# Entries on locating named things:
----

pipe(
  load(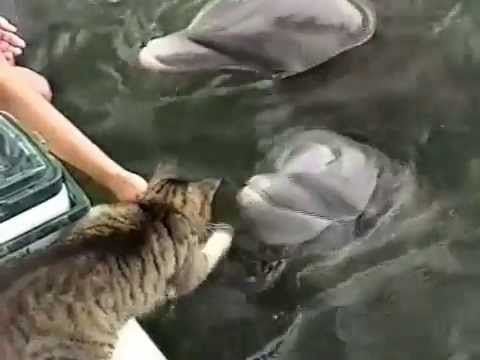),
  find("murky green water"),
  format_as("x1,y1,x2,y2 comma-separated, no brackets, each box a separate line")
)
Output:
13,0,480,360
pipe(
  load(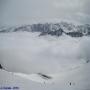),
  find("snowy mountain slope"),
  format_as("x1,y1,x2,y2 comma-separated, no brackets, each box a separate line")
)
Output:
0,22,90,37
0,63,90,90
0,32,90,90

----

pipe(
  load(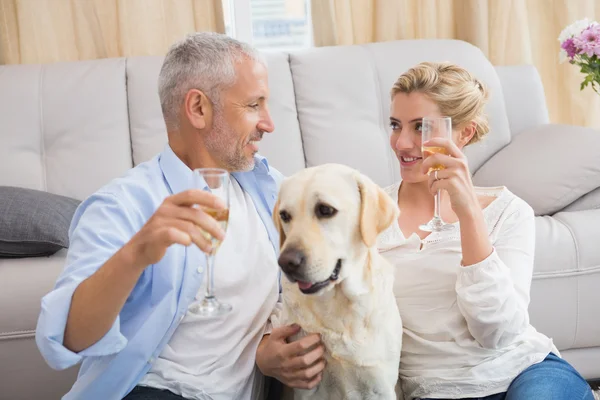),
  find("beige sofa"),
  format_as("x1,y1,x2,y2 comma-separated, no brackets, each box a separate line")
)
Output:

----

# Exercise objective:
Extract every line of the material above that contains the string "find".

# Correct answer:
  find("murky green water"),
  find("snowy mountain slope"),
  find("beige sofa"),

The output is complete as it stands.